Extrait du document:
────────────────
Malgré une panoplie de réformes d’ordre macroéconomique et structurel, l’attractivité du Maroc est toujours en proie aux incertitudes et le contexte actuel morose ne manquera pas de se compliquer davantage. Pourquoi et comment? Entretien.
En 2013, le Maroc chute à la 97ème place sur 185 en matière de climat des affaires. Quelles sont d’après vous les contraintes et les entraves derrière un tel classement?
Il est vrai que le Maroc a déployé, depuis la fin des années 90, d’énormes efforts ayant œuvré à l’amélioration du climat des affaires. En témoignent la libéralisation et l’ouverture à la concurrence d’un certain nombre de secteurs d’activités autrefois monopolisés par l’Etat, ainsi que la refonte profonde de la législation et l’instauration d’un climat de confiance avec un effort public soutenu de maintien des équilibres économiques et d’amélioration de l’efficacité des institutions. Cependant, des formes de déficit de compétitivité résident encore et toujours et nécessitent une attention particulière. Cela concerne notamment la Recherche et Développement, le capital risques, l’adéquation formation-emploi et surtout l’incapacité de l’université marocaine à jeter les bases d’un partenariat avec le secteur privé en la matière.
────────────────
Liste fournie:

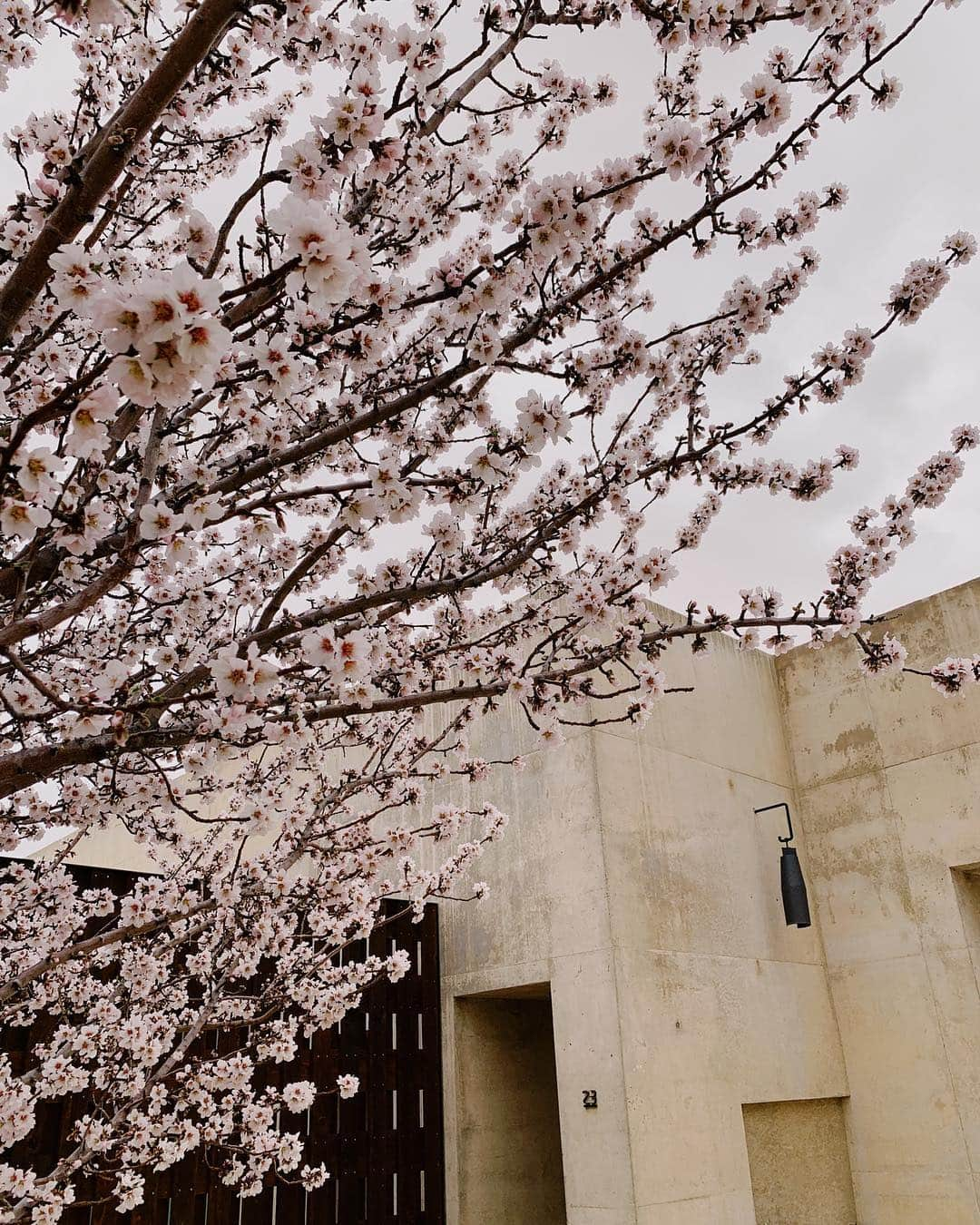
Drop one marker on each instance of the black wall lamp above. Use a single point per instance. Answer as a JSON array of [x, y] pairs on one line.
[[795, 906]]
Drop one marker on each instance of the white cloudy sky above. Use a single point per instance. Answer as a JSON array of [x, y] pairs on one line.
[[913, 177]]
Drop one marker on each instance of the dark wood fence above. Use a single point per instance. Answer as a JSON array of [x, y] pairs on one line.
[[382, 1148]]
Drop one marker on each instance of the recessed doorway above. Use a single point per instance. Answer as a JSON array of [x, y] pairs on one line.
[[508, 1133]]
────────────────
Consignes à suivre:
a) Indiquez si chacune des affirmations suivantes concorde avec l’entretien sur le climat des affaires au Maroc, en répondant par oui ou par non et en citant à l’identique les mots du texte qui tranchent : (i) en 2013, le Maroc se classait 97e sur 185 pour le climat des affaires ; (ii) les efforts d’amélioration du climat des affaires ont débuté au début des années 2000 ; (iii) l’université marocaine a noué un partenariat solide avec le secteur privé.
b) Prolongez l’entretien sur le climat des affaires au Maroc à partir de sa dernière phrase.
La liste ne sert à rien pour ce travail.

Réponses attendues:
a)
(i) Oui : « En 2013, le Maroc chute à la 97ème place sur 185 en matière de climat des affaires ».
(ii) Non : « depuis la fin des années 90 ».
(iii) Non : « l’incapacité de l’université marocaine à jeter les bases d’un partenariat avec le secteur privé ».

b)
Le Maroc déploie bien des efforts pour améliorer son climat des Affaires et, pourtant, il régresse. Peut-on savoir pourquoi?
Cela dénote des contradictions profondes de l’économie nationale qui font que, malgré les avancées réalisées sur le plan macroéconomique en termes de réformes, cela ne se répercute pas nécessairement sur l’attractivité qui dépend, elle, de l’effort de promotion, ainsi que le retard constaté en matière de certaines réformes qui tardent encore à voir le jour, comme la réforme fiscale.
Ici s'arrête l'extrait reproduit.